(Source data)
+++
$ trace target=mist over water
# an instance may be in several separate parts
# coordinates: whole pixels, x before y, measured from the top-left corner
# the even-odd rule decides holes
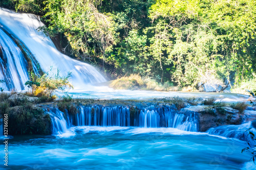
[[[4,88],[21,90],[28,80],[28,62],[15,42],[31,55],[33,68],[45,72],[72,72],[74,98],[145,99],[168,96],[216,97],[217,101],[246,101],[248,96],[227,93],[115,90],[97,86],[106,79],[94,67],[61,54],[38,32],[38,17],[0,8],[0,79]],[[10,36],[13,35],[13,36]],[[63,93],[59,92],[60,96]],[[7,169],[255,169],[250,155],[241,153],[250,122],[198,132],[195,113],[178,114],[168,108],[80,106],[75,116],[58,109],[48,111],[53,134],[15,135],[9,140]],[[94,112],[92,110],[95,109]],[[162,110],[161,110],[162,109]],[[0,128],[3,129],[3,123]],[[0,131],[0,134],[3,132]],[[3,155],[4,145],[0,155]],[[3,167],[0,164],[0,167]]]
[[[14,34],[26,44],[44,71],[50,71],[52,67],[52,74],[56,74],[57,69],[60,70],[62,76],[67,76],[68,71],[72,72],[71,82],[75,88],[82,89],[85,85],[89,83],[97,83],[106,81],[105,78],[93,66],[72,59],[60,53],[56,48],[49,37],[36,30],[39,27],[44,26],[44,24],[36,15],[18,14],[0,8],[0,25],[3,25],[7,28],[8,30],[6,30],[6,31],[10,32],[9,34]],[[2,41],[10,41],[10,38],[4,35],[3,31],[1,32],[0,34],[2,35]],[[13,52],[17,48],[17,45],[9,44],[8,46],[4,46],[4,48],[5,51],[9,49],[10,51]],[[22,57],[18,57],[14,54],[13,54],[12,56],[22,59]],[[10,62],[11,60],[8,61]],[[15,62],[15,64],[17,65],[20,63]],[[11,64],[8,63],[7,68],[10,70],[12,74],[13,74],[16,70],[11,66]],[[16,67],[19,67],[16,66]],[[26,67],[22,67],[23,69],[20,68],[17,72],[20,75],[27,74],[27,77],[20,77],[23,78],[23,80],[28,80],[27,70],[24,68]],[[4,76],[0,75],[0,76]],[[14,78],[13,80],[15,81],[18,79]],[[14,85],[18,90],[19,86],[15,83],[14,83]]]

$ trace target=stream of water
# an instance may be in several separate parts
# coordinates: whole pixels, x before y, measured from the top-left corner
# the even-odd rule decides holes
+++
Job: Format the lines above as a JSON list of strings, one string per line, with blank lines dropped. Omit the pictures.

Written answer:
[
  "$ trace target=mist over water",
  "# an instance may be in several separate parts",
  "# coordinates: whole pixels, x before y, measured from the top-left corner",
  "# the even-odd rule decides holes",
  "[[[4,88],[21,90],[28,80],[28,62],[15,42],[31,55],[33,68],[45,72],[72,72],[74,98],[145,99],[168,96],[216,97],[217,101],[246,101],[248,96],[227,93],[115,90],[97,86],[106,79],[94,67],[61,54],[38,32],[38,17],[0,8],[0,79]],[[10,36],[13,35],[13,36]],[[63,93],[59,92],[60,96]],[[7,169],[255,169],[250,155],[241,153],[250,122],[198,132],[195,113],[178,114],[168,108],[80,106],[75,116],[58,109],[48,111],[53,134],[15,135],[9,140]],[[94,112],[92,110],[95,109]],[[162,110],[161,110],[162,109]],[[0,128],[3,129],[3,123]],[[0,131],[0,134],[3,132]],[[3,155],[4,145],[0,155]],[[3,167],[0,164],[0,167]]]",
  "[[[14,34],[26,44],[44,71],[50,71],[52,67],[52,74],[56,74],[57,69],[60,70],[62,76],[67,76],[68,71],[72,72],[71,82],[75,88],[82,89],[85,85],[89,83],[97,83],[106,81],[105,78],[93,66],[72,59],[60,53],[56,48],[49,37],[36,30],[39,27],[44,26],[44,24],[36,15],[18,14],[0,8],[0,25],[3,25],[7,28],[8,30],[6,30],[6,31],[10,32],[9,34]],[[2,41],[10,41],[10,38],[4,35],[3,31],[1,32],[0,34],[2,35]],[[13,52],[17,48],[17,45],[9,44],[8,46],[4,46],[4,48],[5,51],[9,49],[10,51]],[[22,57],[18,57],[14,54],[13,54],[12,56],[22,59]],[[10,62],[11,60],[8,61]],[[15,62],[15,64],[17,65],[20,63]],[[11,64],[8,63],[7,68],[10,70],[12,74],[13,74],[16,70],[11,66]],[[16,67],[19,67],[16,66]],[[26,67],[22,67],[23,69],[20,68],[17,72],[20,75],[27,74],[27,77],[20,77],[23,78],[23,80],[28,80],[27,70],[24,68]],[[4,76],[0,75],[0,76]],[[14,78],[13,80],[15,81],[18,79]],[[14,85],[18,90],[19,86],[15,83],[14,83]]]",
  "$ trace target=stream of water",
  "# an instance may be in several separate parts",
  "# coordinates: whole pixels, x before y, measured from the top-left corner",
  "# the even-odd rule decides holes"
]